## TO DO:
Reproduce every record exactly as given.

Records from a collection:
★ ★ ★ ★ ★
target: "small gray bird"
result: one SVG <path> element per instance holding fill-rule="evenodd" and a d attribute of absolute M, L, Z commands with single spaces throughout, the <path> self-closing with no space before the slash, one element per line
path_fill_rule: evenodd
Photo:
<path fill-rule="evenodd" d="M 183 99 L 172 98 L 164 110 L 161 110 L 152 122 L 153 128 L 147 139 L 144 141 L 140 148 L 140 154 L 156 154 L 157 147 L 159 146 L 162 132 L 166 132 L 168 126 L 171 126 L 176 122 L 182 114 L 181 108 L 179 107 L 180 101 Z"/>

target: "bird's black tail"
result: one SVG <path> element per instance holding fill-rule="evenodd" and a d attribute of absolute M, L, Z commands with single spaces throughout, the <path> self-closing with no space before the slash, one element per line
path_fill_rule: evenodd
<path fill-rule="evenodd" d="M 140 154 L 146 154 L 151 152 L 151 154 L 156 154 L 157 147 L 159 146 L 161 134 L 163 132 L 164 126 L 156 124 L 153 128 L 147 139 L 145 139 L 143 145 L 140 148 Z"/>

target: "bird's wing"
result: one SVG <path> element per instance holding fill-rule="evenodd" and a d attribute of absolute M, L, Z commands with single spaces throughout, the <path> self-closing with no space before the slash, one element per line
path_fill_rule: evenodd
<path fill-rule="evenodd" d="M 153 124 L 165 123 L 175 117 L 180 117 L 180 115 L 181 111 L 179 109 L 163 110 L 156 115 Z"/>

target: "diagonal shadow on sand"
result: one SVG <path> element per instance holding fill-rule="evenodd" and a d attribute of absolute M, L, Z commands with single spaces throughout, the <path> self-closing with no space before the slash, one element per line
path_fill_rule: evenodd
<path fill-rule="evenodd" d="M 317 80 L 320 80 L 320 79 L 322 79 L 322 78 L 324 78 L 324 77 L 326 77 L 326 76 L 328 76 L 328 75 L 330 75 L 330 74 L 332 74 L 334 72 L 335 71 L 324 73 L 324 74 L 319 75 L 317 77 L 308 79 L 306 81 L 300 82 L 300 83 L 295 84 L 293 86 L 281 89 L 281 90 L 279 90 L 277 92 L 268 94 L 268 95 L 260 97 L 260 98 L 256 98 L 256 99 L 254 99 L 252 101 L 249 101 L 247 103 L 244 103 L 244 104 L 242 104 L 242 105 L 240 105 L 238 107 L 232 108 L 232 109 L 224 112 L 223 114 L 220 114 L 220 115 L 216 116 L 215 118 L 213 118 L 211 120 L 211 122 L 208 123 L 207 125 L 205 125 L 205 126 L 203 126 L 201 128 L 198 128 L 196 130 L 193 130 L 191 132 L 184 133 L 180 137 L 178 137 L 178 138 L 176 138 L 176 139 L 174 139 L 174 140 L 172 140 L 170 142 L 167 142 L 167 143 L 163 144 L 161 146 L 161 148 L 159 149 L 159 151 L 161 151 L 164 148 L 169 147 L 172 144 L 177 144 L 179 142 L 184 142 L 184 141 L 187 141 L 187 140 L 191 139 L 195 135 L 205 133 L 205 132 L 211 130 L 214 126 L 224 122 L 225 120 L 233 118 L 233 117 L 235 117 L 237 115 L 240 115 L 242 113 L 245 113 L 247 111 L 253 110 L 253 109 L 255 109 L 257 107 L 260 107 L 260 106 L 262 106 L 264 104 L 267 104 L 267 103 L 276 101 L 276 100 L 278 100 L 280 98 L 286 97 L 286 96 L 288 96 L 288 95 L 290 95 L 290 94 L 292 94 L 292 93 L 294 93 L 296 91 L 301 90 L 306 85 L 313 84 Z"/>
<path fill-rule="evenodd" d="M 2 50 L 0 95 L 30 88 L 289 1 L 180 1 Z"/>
★ ★ ★ ★ ★
## SOLUTION TO THE EXERCISE:
target: "small gray bird"
result: one SVG <path> element per instance holding fill-rule="evenodd" and a d attribute of absolute M, L, Z commands with single spaces throughout, the <path> self-closing with no space before the slash, one element per line
path_fill_rule: evenodd
Photo:
<path fill-rule="evenodd" d="M 183 99 L 172 98 L 164 110 L 161 110 L 152 122 L 153 128 L 147 139 L 144 141 L 140 148 L 140 154 L 156 154 L 157 147 L 159 146 L 162 132 L 166 132 L 168 126 L 171 126 L 176 122 L 182 114 L 181 108 L 179 107 L 180 101 Z"/>

target: "bird's black tail"
result: one SVG <path> element per instance holding fill-rule="evenodd" and a d attribute of absolute M, L, Z commands with single spaces throughout, the <path> self-closing with no space before the slash, one element per line
path_fill_rule: evenodd
<path fill-rule="evenodd" d="M 140 154 L 146 154 L 151 152 L 151 154 L 156 154 L 157 147 L 159 146 L 161 134 L 163 132 L 164 126 L 156 124 L 153 128 L 147 139 L 145 139 L 143 145 L 140 148 Z"/>

target: "bird's wing"
result: one SVG <path> element per instance holding fill-rule="evenodd" and a d attribute of absolute M, L, Z commands with single spaces throughout, the <path> self-closing with no space before the slash, one element per line
path_fill_rule: evenodd
<path fill-rule="evenodd" d="M 153 124 L 165 123 L 175 117 L 180 117 L 180 115 L 181 111 L 179 109 L 163 110 L 156 115 Z"/>

target: "diagonal shadow on sand"
result: one SVG <path> element per instance holding fill-rule="evenodd" and a d attribute of absolute M, L, Z commands with single spaces throughout, the <path> self-closing with no space before the slash, one element per line
path_fill_rule: evenodd
<path fill-rule="evenodd" d="M 317 80 L 320 80 L 320 79 L 322 79 L 322 78 L 324 78 L 324 77 L 326 77 L 326 76 L 328 76 L 328 75 L 330 75 L 330 74 L 332 74 L 334 72 L 335 71 L 324 73 L 324 74 L 319 75 L 317 77 L 308 79 L 306 81 L 300 82 L 300 83 L 295 84 L 293 86 L 281 89 L 281 90 L 279 90 L 277 92 L 268 94 L 268 95 L 260 97 L 260 98 L 256 98 L 256 99 L 254 99 L 252 101 L 249 101 L 247 103 L 244 103 L 244 104 L 242 104 L 242 105 L 240 105 L 238 107 L 232 108 L 232 109 L 224 112 L 223 114 L 220 114 L 220 115 L 216 116 L 215 118 L 213 118 L 211 120 L 211 122 L 208 123 L 207 125 L 205 125 L 205 126 L 203 126 L 201 128 L 198 128 L 196 130 L 193 130 L 191 132 L 184 133 L 180 137 L 178 137 L 178 138 L 176 138 L 176 139 L 174 139 L 174 140 L 172 140 L 170 142 L 167 142 L 167 143 L 163 144 L 161 146 L 161 148 L 159 149 L 159 151 L 161 151 L 164 148 L 169 147 L 172 144 L 177 144 L 179 142 L 184 142 L 184 141 L 187 141 L 187 140 L 191 139 L 195 135 L 205 133 L 205 132 L 211 130 L 214 126 L 224 122 L 225 120 L 233 118 L 233 117 L 235 117 L 237 115 L 240 115 L 242 113 L 245 113 L 247 111 L 253 110 L 253 109 L 255 109 L 257 107 L 260 107 L 260 106 L 262 106 L 264 104 L 267 104 L 267 103 L 276 101 L 276 100 L 278 100 L 280 98 L 286 97 L 286 96 L 288 96 L 288 95 L 290 95 L 290 94 L 292 94 L 292 93 L 294 93 L 296 91 L 301 90 L 306 85 L 313 84 Z"/>
<path fill-rule="evenodd" d="M 2 50 L 0 95 L 30 88 L 289 1 L 180 1 Z"/>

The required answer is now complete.